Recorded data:
___

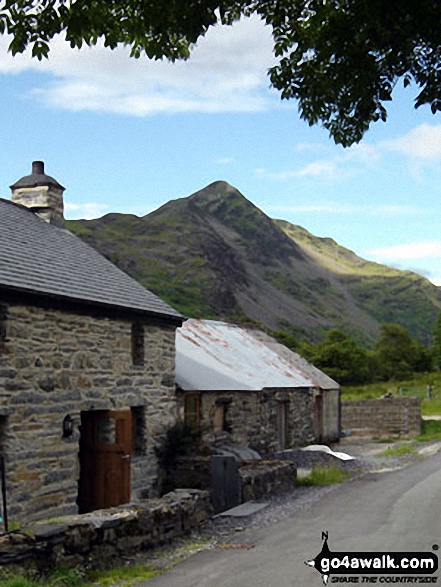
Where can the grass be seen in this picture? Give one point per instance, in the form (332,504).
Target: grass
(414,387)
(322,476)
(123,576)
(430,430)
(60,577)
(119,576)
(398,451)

___

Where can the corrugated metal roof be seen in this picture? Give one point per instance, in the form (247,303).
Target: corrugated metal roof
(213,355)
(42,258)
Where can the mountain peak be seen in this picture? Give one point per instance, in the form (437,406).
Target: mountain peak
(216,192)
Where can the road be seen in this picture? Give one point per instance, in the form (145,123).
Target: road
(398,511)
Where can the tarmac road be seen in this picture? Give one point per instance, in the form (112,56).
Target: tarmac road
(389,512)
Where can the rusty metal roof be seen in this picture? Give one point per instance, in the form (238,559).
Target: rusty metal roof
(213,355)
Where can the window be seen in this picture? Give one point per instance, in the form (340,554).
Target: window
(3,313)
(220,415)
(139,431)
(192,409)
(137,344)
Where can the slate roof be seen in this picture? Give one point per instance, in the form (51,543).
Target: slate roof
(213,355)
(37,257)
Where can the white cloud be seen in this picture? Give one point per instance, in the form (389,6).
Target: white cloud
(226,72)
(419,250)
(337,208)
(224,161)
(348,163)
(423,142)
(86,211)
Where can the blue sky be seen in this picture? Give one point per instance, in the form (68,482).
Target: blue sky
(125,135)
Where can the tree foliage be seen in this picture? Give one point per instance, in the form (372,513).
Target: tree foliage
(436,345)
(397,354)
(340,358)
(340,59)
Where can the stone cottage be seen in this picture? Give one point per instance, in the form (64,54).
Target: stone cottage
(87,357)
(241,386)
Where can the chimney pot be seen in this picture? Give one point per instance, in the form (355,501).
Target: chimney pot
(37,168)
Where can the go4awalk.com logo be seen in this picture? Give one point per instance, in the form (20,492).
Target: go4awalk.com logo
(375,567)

___

=== Exercise aim ===
Transcribe, exactly and without additions, the lines of the records above, beginning with the line that contains "Where can the window" and ending with the line that contains "Where can the white", both included.

=== Final answer ===
Where can the window be seen in this picture? Give one point per instance, in the form (340,554).
Target: window
(3,313)
(220,415)
(139,431)
(192,409)
(137,344)
Where can the slate roof be seen in this picture? Give one point per instance, in the form (51,543).
Target: slate roof
(213,355)
(37,257)
Where can the white cloud be seen in this picture? Give one point per instance, in the form (389,6).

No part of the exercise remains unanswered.